PROVIDED TEXT
If you are considering a cruise with either P&O Cruises or Royal Caribbean you may be wondering how the cruise lines compare.
I’ve cruised with both cruise lines and regularly recommend both for different reasons.
In this article, we will look at differences in the onboard experience, food, ships, passengers, and more.
What is the Difference Between P&O Cruises and Royal Caribbean?
Cruises with P&O are a little more traditional than Royal Caribbean with a higher focus on dress codes and formal dining.
Having said that, some of P&O’s newer ships are less formal and more family-orientated.
P&O’s newest ships, Iona and Arvia are less traditional and more family-friendly than some of the older ships in the fleet.
Royal Caribbean has busier daily schedules and large modern ships.
P&O Cruises are a British cruise line and Royal Caribbean is American – which affects the entertainment, activities and food.
I’ve enjoyed the cruises that I have taken with both cruise lines, but like any cruise line, they won’t suit everybody.
The most important decision you will make when finding a cruise is picking the right cruise line.
|Royal Caribbean||P&O Cruises|
|Dress Codes||Mostly Suggested||Enforced|
|Food||Primarily American||Primarily British|
Cruise Ship Design
Royal Caribbean have considerably more ships in its fleet. They have 24 currently in operation, compared to P&O cruises 7 ships.
Generally speaking, many of the Royal Caribbean fleet are larger than cruise ships for P&O Cruises.
P&O cruise ships are much more traditional than those owned by Royal Caribbean.
P&O’s two newer ships, Iona and Arvia are far larger than their other ships, and can accommodate up to 5200 guests.
|Cruise Line||Number of Ships||Ship Design||Onboard Activities|
|P&O Cruises||7||Traditional, Classic||Relaxing|
|Royal Caribbean||24||Modern, Bright||Adrenaline Filled|
P&O Cruises – Cruise Ship Design
P&O Cruises has a variety of cruise ships that range in age and size.

REQUIREMENTS
- a) According to the cruise comparison, how many guests can P&O's ships Iona and Arvia accommodate?
- b) From the cruise comparison, write out everything from "P&O Cruises are" down to "right cruise line.".

SUPPLIED MATERIAL
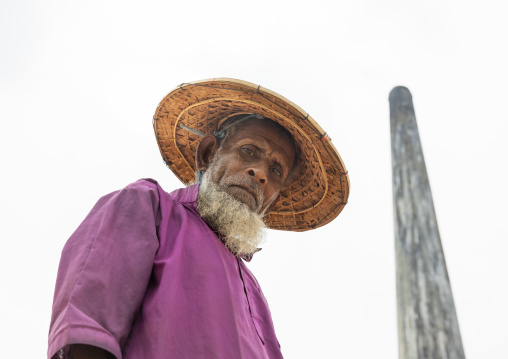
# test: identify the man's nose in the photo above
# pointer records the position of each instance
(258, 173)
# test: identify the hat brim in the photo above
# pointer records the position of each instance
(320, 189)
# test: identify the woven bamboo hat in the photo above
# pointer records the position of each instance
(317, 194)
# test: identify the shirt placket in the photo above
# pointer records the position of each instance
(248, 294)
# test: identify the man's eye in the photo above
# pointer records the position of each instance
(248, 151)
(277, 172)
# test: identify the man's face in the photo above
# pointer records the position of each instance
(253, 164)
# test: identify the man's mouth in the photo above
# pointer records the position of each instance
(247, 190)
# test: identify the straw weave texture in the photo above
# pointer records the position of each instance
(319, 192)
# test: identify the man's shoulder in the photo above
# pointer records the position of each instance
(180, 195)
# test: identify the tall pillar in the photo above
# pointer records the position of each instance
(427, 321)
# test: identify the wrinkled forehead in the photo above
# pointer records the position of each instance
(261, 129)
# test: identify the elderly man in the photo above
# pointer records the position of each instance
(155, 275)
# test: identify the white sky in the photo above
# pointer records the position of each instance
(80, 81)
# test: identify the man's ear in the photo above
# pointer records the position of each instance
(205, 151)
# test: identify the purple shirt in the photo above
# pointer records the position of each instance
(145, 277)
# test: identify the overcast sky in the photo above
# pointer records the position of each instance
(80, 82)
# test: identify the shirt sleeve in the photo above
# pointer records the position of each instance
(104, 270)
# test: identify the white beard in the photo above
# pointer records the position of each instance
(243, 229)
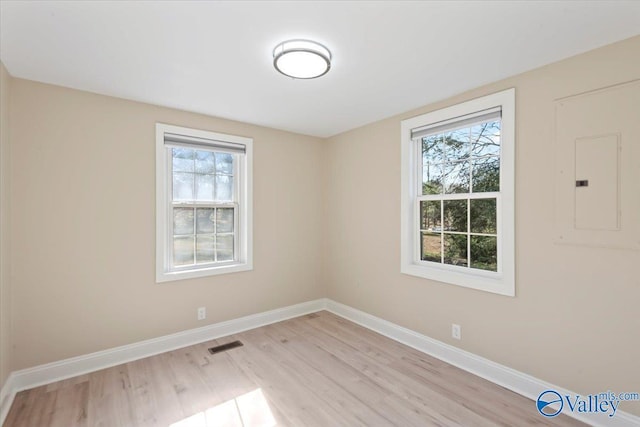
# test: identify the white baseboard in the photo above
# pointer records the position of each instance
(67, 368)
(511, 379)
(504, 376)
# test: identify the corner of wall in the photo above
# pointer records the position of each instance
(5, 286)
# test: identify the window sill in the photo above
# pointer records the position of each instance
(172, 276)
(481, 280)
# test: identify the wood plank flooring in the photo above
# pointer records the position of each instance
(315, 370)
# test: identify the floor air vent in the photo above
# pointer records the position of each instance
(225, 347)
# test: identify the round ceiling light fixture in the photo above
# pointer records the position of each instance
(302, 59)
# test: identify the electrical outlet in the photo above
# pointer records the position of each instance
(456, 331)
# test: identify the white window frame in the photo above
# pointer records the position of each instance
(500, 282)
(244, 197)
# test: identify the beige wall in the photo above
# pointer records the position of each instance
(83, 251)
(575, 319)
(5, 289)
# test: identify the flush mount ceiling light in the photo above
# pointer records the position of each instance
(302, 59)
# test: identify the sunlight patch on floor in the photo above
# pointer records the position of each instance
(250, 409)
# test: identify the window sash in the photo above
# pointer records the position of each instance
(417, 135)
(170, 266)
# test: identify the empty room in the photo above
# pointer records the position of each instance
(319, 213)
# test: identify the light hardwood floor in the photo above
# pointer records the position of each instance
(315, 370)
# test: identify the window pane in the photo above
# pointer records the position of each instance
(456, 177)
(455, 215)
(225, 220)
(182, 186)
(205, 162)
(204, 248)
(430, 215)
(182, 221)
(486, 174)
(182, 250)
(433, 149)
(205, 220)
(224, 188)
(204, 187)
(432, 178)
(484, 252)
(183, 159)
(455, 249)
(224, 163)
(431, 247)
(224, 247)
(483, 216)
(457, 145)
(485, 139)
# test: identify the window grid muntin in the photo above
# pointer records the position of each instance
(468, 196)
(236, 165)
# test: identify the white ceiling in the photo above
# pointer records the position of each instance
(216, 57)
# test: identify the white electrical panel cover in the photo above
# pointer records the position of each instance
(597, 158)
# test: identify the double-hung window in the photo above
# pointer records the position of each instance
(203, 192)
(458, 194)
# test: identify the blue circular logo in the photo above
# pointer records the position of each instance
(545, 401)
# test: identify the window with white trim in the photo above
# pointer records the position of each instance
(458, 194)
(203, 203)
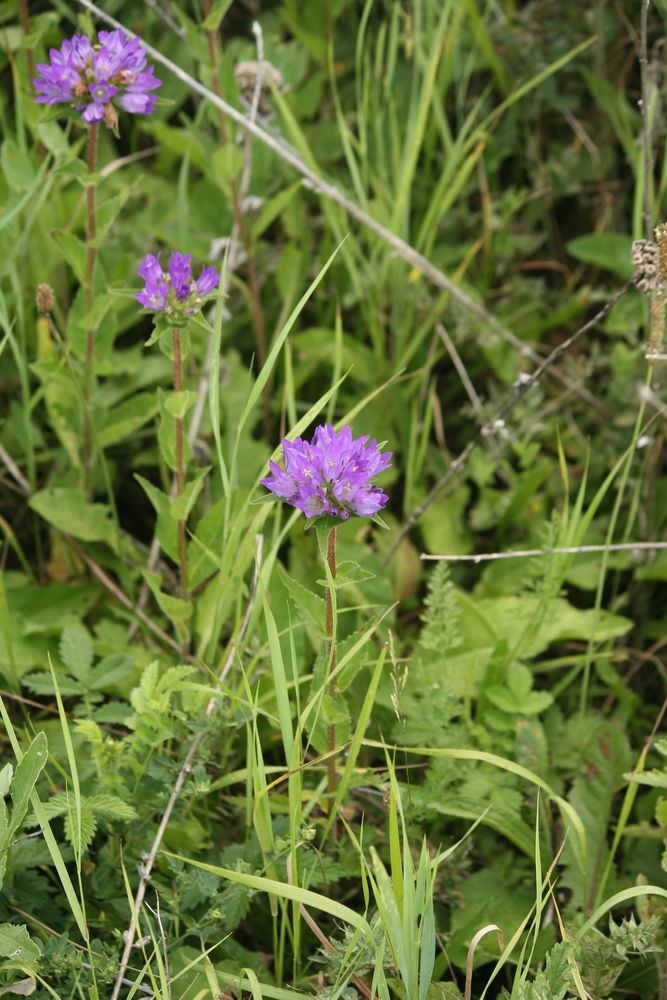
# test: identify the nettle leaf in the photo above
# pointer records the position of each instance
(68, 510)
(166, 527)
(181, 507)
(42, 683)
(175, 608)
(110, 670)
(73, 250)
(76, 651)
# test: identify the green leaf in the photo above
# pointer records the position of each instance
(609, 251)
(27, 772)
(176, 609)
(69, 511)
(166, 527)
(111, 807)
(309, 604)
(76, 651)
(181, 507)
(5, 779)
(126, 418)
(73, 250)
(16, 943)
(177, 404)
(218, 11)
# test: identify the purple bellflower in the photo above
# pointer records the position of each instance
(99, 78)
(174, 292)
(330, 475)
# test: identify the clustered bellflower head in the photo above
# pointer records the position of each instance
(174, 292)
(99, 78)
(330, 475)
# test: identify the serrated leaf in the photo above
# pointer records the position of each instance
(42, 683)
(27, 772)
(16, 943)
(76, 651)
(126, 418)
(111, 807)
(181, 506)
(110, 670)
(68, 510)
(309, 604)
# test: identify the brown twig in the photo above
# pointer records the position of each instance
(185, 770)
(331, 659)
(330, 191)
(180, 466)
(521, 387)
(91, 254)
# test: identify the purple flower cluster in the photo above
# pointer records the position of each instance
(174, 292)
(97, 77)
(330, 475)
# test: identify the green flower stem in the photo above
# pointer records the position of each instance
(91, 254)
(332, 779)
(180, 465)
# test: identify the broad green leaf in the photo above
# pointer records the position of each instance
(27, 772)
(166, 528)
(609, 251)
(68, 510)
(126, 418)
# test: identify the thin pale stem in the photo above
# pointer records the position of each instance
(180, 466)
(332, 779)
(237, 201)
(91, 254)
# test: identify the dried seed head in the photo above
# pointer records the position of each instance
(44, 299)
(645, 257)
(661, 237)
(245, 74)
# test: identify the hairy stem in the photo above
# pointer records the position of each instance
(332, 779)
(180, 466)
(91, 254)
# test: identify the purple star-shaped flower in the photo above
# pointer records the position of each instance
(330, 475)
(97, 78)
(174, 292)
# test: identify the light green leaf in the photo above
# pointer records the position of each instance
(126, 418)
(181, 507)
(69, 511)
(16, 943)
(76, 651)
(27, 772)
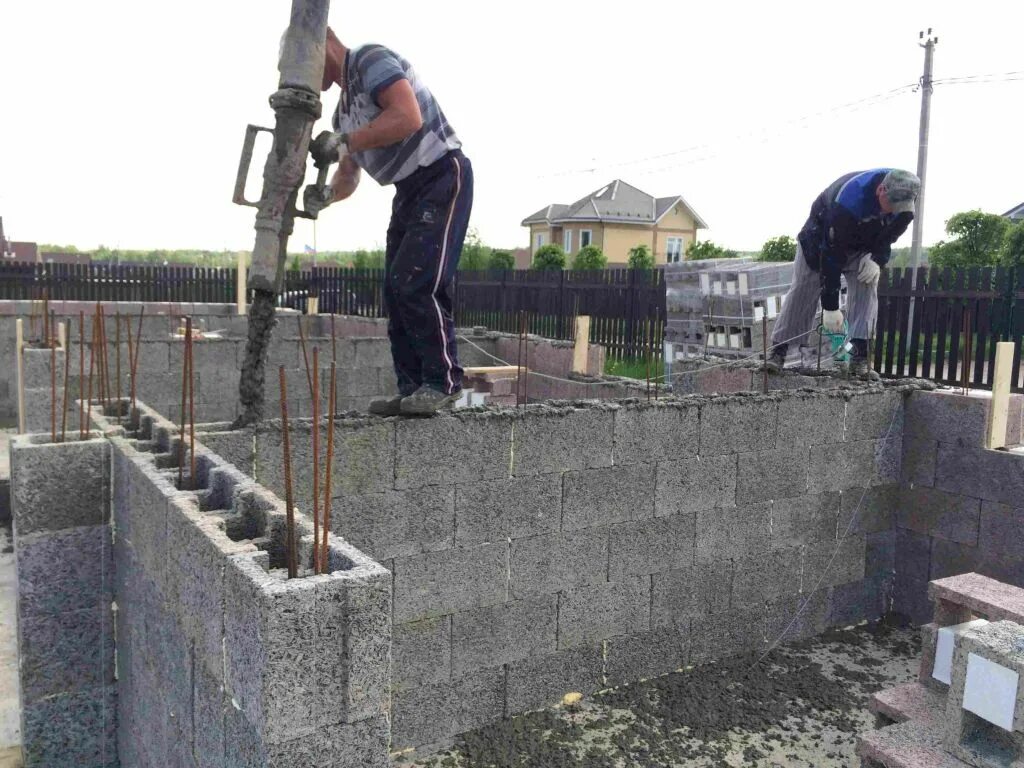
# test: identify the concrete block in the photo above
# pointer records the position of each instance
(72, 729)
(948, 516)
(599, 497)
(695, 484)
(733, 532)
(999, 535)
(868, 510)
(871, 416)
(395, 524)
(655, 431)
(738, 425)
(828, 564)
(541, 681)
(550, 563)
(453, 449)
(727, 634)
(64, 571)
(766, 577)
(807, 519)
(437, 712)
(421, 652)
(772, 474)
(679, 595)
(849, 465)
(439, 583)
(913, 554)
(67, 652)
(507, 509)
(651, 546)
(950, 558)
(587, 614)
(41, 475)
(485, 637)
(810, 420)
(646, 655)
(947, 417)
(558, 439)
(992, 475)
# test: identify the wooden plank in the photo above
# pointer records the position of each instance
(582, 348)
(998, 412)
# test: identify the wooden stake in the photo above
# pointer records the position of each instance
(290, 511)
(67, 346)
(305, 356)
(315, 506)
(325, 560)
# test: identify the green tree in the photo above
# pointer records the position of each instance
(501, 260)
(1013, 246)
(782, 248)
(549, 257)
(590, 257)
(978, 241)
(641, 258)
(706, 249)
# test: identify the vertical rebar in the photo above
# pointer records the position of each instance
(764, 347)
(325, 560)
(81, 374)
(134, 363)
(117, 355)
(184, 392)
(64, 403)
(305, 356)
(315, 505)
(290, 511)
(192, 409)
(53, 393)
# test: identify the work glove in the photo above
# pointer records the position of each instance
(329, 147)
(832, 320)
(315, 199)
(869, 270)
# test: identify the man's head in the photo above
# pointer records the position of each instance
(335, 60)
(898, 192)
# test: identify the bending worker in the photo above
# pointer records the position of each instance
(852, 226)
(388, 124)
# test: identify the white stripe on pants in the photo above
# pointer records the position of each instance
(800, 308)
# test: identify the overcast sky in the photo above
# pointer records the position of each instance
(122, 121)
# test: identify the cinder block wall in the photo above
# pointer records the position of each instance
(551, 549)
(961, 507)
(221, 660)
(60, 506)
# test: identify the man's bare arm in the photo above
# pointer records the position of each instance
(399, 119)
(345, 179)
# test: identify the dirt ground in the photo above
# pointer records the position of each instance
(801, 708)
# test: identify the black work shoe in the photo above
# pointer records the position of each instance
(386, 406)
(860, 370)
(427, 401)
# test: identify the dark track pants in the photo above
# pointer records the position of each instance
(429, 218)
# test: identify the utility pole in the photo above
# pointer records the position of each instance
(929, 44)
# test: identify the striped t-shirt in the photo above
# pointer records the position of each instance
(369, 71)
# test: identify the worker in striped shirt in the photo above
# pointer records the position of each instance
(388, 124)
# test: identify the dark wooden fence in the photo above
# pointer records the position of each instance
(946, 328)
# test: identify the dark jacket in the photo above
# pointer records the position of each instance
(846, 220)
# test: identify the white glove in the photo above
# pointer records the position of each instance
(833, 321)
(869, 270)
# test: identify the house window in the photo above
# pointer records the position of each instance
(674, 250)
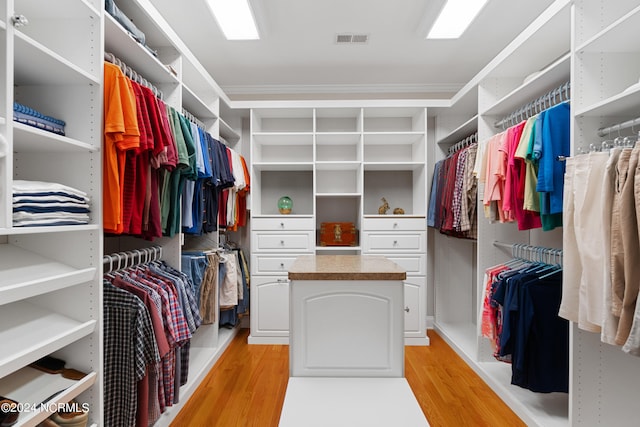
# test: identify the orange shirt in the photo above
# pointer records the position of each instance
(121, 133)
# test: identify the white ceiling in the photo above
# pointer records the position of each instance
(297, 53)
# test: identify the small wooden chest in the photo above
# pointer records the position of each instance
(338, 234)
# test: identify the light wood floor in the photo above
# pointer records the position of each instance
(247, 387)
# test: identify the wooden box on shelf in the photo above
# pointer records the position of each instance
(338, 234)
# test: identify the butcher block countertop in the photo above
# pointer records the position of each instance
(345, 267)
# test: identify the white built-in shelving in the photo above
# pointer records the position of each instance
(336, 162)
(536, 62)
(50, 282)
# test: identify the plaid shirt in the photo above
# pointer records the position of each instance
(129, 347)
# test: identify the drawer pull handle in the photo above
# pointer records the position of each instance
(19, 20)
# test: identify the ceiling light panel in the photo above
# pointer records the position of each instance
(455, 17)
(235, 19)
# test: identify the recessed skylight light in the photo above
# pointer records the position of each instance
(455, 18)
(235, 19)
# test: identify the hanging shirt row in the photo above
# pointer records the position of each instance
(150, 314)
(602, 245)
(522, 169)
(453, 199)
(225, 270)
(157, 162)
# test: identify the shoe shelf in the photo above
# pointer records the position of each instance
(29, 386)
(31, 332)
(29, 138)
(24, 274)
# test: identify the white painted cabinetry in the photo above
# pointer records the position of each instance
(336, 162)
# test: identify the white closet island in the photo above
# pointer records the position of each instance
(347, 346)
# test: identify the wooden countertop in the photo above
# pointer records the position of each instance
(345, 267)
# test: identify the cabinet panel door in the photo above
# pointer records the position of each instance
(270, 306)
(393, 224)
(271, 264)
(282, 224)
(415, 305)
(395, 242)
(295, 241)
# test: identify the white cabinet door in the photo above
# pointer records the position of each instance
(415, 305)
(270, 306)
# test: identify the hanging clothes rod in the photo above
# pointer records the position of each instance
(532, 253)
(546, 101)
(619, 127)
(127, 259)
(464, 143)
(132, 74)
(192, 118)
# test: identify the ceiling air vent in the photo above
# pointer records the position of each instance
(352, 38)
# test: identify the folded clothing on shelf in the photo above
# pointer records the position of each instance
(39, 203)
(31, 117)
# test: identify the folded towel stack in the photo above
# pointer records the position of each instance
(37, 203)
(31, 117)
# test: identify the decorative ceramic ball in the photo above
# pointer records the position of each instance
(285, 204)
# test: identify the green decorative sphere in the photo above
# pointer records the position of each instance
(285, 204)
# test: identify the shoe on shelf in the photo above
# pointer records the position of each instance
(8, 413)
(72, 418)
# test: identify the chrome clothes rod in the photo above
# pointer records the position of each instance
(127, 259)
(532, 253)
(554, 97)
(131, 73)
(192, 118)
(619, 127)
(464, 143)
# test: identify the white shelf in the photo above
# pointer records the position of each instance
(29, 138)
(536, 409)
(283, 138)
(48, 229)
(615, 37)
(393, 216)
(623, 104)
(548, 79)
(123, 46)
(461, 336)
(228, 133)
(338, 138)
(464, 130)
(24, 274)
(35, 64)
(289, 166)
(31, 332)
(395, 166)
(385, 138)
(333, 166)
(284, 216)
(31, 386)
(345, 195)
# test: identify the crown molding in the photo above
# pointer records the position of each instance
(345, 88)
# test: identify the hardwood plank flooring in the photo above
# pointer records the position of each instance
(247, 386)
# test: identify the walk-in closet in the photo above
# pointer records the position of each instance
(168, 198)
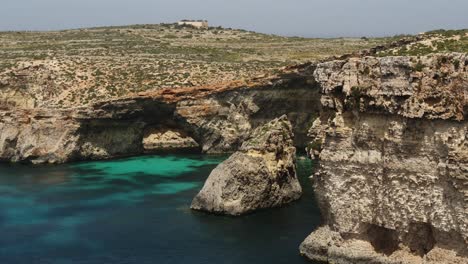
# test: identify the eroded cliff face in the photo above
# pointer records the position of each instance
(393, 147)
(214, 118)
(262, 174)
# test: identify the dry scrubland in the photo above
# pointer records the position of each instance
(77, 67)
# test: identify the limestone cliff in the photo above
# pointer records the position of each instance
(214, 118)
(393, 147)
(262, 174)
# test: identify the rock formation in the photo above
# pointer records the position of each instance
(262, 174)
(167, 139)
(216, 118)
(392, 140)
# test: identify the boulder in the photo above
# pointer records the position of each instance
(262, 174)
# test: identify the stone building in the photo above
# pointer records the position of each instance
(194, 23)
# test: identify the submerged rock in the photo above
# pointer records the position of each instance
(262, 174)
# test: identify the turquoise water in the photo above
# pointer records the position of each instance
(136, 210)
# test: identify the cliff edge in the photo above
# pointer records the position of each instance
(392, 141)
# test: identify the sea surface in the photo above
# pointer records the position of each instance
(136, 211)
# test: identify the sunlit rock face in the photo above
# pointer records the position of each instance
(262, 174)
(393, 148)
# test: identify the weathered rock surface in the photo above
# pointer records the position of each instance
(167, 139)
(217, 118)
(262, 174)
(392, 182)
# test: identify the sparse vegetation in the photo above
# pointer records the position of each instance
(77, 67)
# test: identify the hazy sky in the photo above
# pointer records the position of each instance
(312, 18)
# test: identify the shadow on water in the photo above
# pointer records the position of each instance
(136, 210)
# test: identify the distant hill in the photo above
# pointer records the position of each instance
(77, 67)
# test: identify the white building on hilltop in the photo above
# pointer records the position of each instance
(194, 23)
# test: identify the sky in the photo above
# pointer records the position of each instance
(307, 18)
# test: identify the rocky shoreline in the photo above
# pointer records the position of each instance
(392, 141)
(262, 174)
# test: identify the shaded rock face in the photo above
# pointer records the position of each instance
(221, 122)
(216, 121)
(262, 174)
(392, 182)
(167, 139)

WRITTEN ANSWERS
- a) Up to 5200 guests.

- b)
P&O Cruises are a British cruise line and Royal Caribbean is American – which affects the entertainment, activities and food.
I’ve enjoyed the cruises that I have taken with both cruise lines, but like any cruise line, they won’t suit everybody.
The most important decision you will make when finding a cruise is picking the right cruise line.